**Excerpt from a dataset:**
• • •

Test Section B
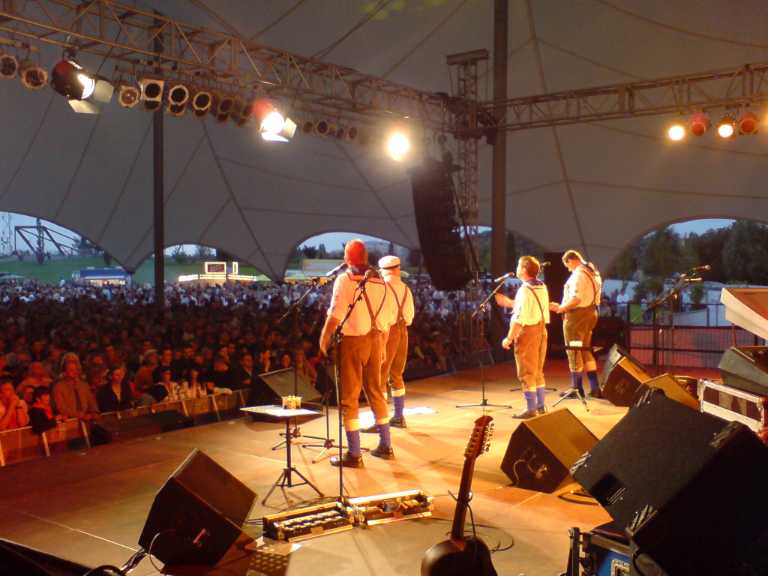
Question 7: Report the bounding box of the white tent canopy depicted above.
[0,0,768,278]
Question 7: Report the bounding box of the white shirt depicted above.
[560,265,603,308]
[328,272,397,336]
[510,281,549,326]
[384,274,416,326]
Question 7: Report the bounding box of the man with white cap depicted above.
[320,239,397,468]
[372,256,415,428]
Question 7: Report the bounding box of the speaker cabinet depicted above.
[572,393,768,576]
[139,450,256,565]
[601,346,651,406]
[501,409,597,492]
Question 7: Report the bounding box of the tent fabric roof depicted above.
[0,0,768,278]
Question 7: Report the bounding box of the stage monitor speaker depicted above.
[411,159,472,290]
[643,374,700,412]
[259,368,321,404]
[601,345,651,406]
[501,409,597,492]
[139,450,256,565]
[572,393,768,576]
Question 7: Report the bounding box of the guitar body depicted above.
[421,538,497,576]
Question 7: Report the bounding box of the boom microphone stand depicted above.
[456,273,512,409]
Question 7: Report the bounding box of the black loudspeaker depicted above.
[411,159,472,290]
[501,409,597,492]
[601,345,651,406]
[91,410,193,444]
[139,450,256,565]
[543,252,569,357]
[572,393,768,576]
[259,368,321,404]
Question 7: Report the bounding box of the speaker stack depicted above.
[572,392,768,576]
[411,159,472,290]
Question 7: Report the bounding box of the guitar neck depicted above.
[451,458,475,541]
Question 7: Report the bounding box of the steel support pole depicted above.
[491,0,509,276]
[152,13,165,308]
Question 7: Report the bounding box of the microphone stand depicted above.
[646,270,701,371]
[331,276,368,503]
[456,276,512,410]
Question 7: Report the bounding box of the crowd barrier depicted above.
[0,390,248,466]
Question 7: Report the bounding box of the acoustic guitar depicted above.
[421,416,497,576]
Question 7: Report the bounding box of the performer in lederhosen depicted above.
[550,250,603,398]
[320,239,397,468]
[497,256,549,419]
[379,256,415,428]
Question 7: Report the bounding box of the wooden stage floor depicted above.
[0,362,704,576]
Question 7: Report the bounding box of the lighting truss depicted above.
[0,0,446,130]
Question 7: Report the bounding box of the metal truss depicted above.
[481,64,768,131]
[0,0,448,130]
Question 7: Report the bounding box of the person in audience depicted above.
[29,386,64,434]
[0,378,29,430]
[53,359,99,421]
[96,365,133,412]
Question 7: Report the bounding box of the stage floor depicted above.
[0,362,704,576]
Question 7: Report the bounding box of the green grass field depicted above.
[0,256,270,284]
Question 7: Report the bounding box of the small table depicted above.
[240,405,323,504]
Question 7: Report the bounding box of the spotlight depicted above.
[19,62,48,90]
[691,112,710,136]
[386,130,411,162]
[0,54,19,80]
[739,112,759,136]
[167,84,189,116]
[717,116,736,139]
[139,78,165,112]
[117,84,141,108]
[667,123,685,142]
[192,90,213,118]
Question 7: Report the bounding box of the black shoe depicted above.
[389,416,408,428]
[371,446,395,460]
[331,452,364,468]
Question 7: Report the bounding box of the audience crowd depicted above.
[0,276,472,432]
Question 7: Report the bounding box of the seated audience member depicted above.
[0,379,29,430]
[53,359,99,420]
[96,366,133,412]
[29,386,64,434]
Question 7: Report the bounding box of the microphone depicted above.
[493,272,515,282]
[325,262,347,278]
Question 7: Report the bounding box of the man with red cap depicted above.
[320,239,397,468]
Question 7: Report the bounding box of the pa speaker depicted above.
[572,393,768,576]
[139,450,256,565]
[411,159,472,290]
[601,346,651,406]
[501,409,597,492]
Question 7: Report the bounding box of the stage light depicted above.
[19,62,48,90]
[386,130,411,162]
[691,112,710,136]
[139,78,165,112]
[117,84,141,108]
[167,84,189,116]
[739,112,759,136]
[667,123,685,142]
[192,90,213,118]
[717,116,736,140]
[0,54,19,80]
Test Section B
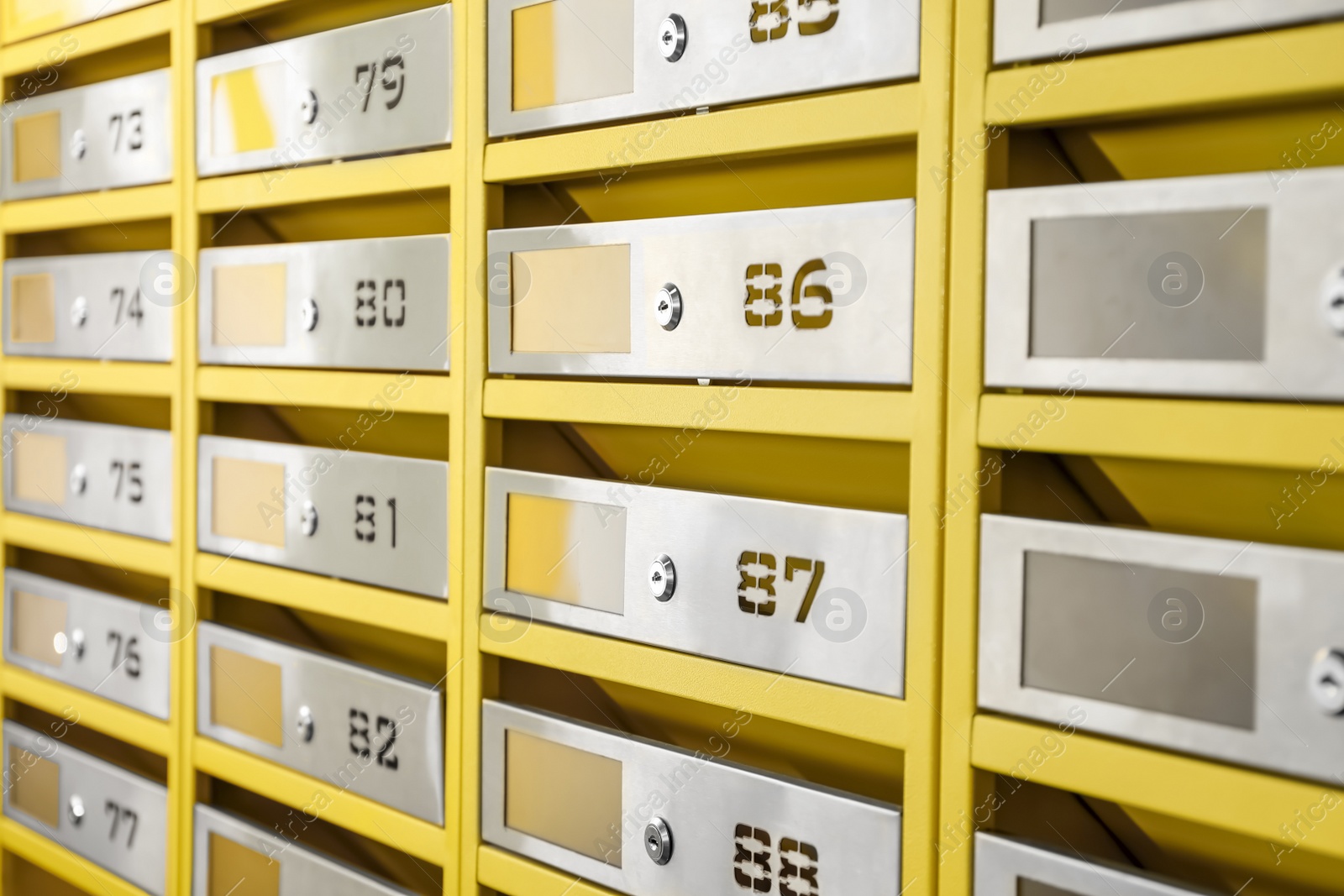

• • •

Format all of the rows above as a numbered list, skipping any blank lines and leaving the pictures out.

**Task result:**
1. Test Section B
2. Question 7: Report the bounding box of the white tent canopy depicted above.
3. [0,0,768,278]
4. Question 7: Report the bounding box of the white shirt depicted above.
5. [560,265,603,308]
6. [328,272,397,336]
7. [510,281,549,326]
8. [384,274,416,326]
9. Question 7: Report the bounding box of the man with white cap depicted above.
10. [320,239,397,468]
11. [372,256,415,428]
12. Question 7: Report the bounding box of the speaker cabinet depicted above.
13. [572,393,768,576]
14. [139,450,256,565]
15. [601,346,651,406]
16. [501,409,597,492]
17. Question 7: Report the bounding box of the tent fabric roof depicted above.
18. [0,0,768,278]
19. Question 7: Report the bounding box of the stage monitor speaker depicted above.
20. [411,159,472,290]
21. [643,374,700,412]
22. [259,368,321,404]
23. [601,345,651,406]
24. [501,409,597,492]
25. [139,450,256,565]
26. [572,393,768,576]
27. Question 7: Report the bounding box of the guitar body depicted above.
28. [421,538,497,576]
29. Question 7: Report the bounding box of the boom microphone stand depicted above.
30. [456,273,512,409]
31. Question 7: Report the bounding box of the black loudspeaker depicted above.
32. [411,159,472,290]
33. [501,409,597,492]
34. [601,345,651,406]
35. [91,410,193,444]
36. [139,450,256,565]
37. [543,252,569,357]
38. [572,393,768,576]
39. [259,368,321,404]
40. Question 7: Report the bounding box of the speaker stack depicted above.
41. [572,392,768,576]
42. [411,159,472,290]
43. Question 7: Report the bounding box of the guitar neck depicted above.
44. [451,458,475,541]
45. Question 7: Report the bounding box of the steel support pole depicted above.
46. [491,0,509,276]
47. [152,13,165,308]
48. Question 7: Report the bounding box of the microphone stand depicted above.
49. [646,270,701,371]
50. [331,276,368,503]
51. [456,276,512,410]
52. Question 7: Report the bounding box of the crowd barrier depicted above.
53. [0,390,248,466]
54. Question 7: Report the bounding box of the acoustic guitar depicted above.
55. [421,416,497,576]
56. Question 7: Report the bounding box of the performer in lederhosen depicted above.
57. [550,250,603,398]
58. [320,239,397,468]
59. [497,256,549,419]
60. [379,256,415,428]
61. Question 7: Report the bounding box of the wooden stage floor depicted above.
62. [0,362,704,576]
63. Question 7: Report the bounding box of the lighting truss depicted above.
64. [0,0,446,130]
65. Question 7: Report the bounding box of the metal truss depicted above.
66. [481,64,768,131]
67. [0,0,448,130]
68. Question 7: Report the bounding box of the person in audience depicted above.
69. [29,386,64,434]
70. [0,378,29,430]
71. [53,359,99,421]
72. [96,365,133,412]
73. Question 7: Report the bounding box of the stage floor depicted above.
74. [0,362,704,576]
75. Question 7: Report the bounding box of the green grass field depicted above.
76. [0,256,270,284]
77. Question 7: Report the bounding box of the small table depicted above.
78. [240,405,323,504]
79. Question 7: Report the bounding box of the spotlight depicted above.
80. [19,62,48,90]
81. [691,112,710,136]
82. [386,130,411,162]
83. [0,54,19,80]
84. [739,112,759,136]
85. [167,84,189,116]
86. [717,116,736,139]
87. [139,78,165,112]
88. [117,84,141,108]
89. [667,123,685,142]
90. [192,90,213,118]
91. Question 7: Report the bounding box of the black shoe depicted above.
92. [389,416,408,428]
93. [371,446,395,460]
94. [331,452,364,468]
95. Question 7: Report the bounding box of the audience crowd depicted above.
96. [0,276,472,432]
97. Question 7: Report the bounding box of the seated audience member depicted above.
98. [0,379,29,430]
99. [53,359,99,420]
100. [96,366,133,412]
101. [29,386,64,434]
102. Question 7: Report the bounding box of the microphone depicted above.
103. [493,272,515,282]
104. [325,262,347,278]
105. Question 7: Report the bounding box of the man with red cap depicted above.
106. [320,239,397,468]
107. Question 7: Report the bounding box of the pa speaker depicted above.
108. [572,393,768,576]
109. [139,450,256,565]
110. [411,159,472,290]
111. [601,346,651,406]
112. [501,409,597,492]
113. Question 7: Report the bounding box of the stage light depicted above.
114. [19,62,48,90]
115. [386,130,411,162]
116. [691,112,710,136]
117. [139,78,165,112]
118. [117,84,141,108]
119. [167,84,189,116]
120. [739,112,759,136]
121. [667,123,685,142]
122. [192,90,213,118]
123. [717,116,736,140]
124. [0,54,19,80]
125. Test Section B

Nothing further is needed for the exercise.